→ Work request: Would you reproduce exactly the lines below from the one holding "Query: utility pole" through the one holding "Query: palm tree", inclusive, and no others?

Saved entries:
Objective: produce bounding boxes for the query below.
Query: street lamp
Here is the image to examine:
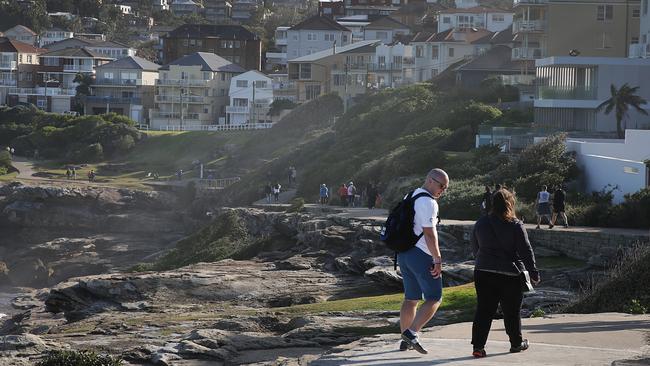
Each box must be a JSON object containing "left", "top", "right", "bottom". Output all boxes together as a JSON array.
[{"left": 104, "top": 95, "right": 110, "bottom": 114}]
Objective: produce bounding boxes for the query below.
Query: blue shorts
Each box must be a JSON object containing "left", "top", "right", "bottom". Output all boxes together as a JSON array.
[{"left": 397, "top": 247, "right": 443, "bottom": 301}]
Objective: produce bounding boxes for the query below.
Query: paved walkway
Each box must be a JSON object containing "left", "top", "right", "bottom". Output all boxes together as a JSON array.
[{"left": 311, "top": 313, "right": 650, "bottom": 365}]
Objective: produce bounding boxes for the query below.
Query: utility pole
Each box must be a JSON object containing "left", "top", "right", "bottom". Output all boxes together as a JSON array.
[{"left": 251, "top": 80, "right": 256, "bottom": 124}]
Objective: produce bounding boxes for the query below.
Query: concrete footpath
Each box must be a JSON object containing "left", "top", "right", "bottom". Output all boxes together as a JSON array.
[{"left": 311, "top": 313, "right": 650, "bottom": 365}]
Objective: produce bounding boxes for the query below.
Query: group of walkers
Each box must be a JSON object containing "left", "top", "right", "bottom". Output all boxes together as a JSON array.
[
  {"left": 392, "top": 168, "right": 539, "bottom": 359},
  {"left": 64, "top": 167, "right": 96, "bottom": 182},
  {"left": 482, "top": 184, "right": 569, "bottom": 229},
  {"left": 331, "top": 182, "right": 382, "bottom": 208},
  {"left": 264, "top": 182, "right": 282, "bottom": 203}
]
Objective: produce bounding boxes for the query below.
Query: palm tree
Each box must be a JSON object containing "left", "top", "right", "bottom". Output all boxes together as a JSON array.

→ Result below:
Query: utility pole
Each box must be a JSON object containing "left", "top", "right", "bottom". Output all boxes together as a JSON array.
[{"left": 251, "top": 80, "right": 256, "bottom": 124}]
Objective: produce bounding boxes for the query below.
Query: concrete footpath
Each box must be a JSON object containing "left", "top", "right", "bottom". Output all boxes together as a JSON array.
[{"left": 311, "top": 313, "right": 650, "bottom": 365}]
Objective: produce bounding boxes for the query below.
Query: group of walkers
Each box must be a JSON object containing "left", "top", "right", "bottom". Output all boxes together as a JSON array.
[
  {"left": 392, "top": 168, "right": 539, "bottom": 359},
  {"left": 64, "top": 167, "right": 96, "bottom": 182},
  {"left": 482, "top": 184, "right": 569, "bottom": 229},
  {"left": 331, "top": 182, "right": 382, "bottom": 208},
  {"left": 264, "top": 182, "right": 282, "bottom": 203}
]
Objective: produce bounding boxes for the query below.
Query: palm tree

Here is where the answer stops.